- Short task -
Retype all of the data below word for word, keeping every line in its original order.

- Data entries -
-*-

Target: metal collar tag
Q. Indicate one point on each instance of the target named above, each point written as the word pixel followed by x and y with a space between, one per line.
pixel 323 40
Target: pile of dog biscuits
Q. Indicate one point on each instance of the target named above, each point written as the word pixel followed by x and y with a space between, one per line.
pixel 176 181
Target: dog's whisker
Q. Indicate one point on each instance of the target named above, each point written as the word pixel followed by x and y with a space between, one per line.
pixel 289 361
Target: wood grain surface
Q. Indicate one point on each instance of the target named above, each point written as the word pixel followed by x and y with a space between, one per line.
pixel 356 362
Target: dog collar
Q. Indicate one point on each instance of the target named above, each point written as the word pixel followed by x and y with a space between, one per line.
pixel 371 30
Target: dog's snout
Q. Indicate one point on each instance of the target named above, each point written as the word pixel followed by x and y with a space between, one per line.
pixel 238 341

-*-

- Task answer -
Target: metal collar tag
Q. Indicate one point on each instance of the target named above, each point written as the word pixel followed by x and y with a space between, one per line.
pixel 323 40
Target: pile of dog biscuits
Q. Indicate one point on each instance of the target named above, each point written as the word pixel followed by x and y with a space between, one per line.
pixel 176 181
Target: dog's whisker
Q. Indicate one point on each instance of the target named above, each point written as the word pixel followed by x and y with a space between, one per line.
pixel 289 361
Target: wood grain surface
Q. Indicate one point on each instance of the target named above, each point written as the word pixel followed by x and y with a space between, one per line.
pixel 356 362
Target: dog collar
Q. Indicate one point on each instance of the target named above, each point written as the word pixel followed by x and y with a space between, one per line.
pixel 371 30
Target: dog's snout
Q. Indicate one point on each instance of the target named above, each point written as the word pixel followed by x and y with a space between, one per line.
pixel 238 341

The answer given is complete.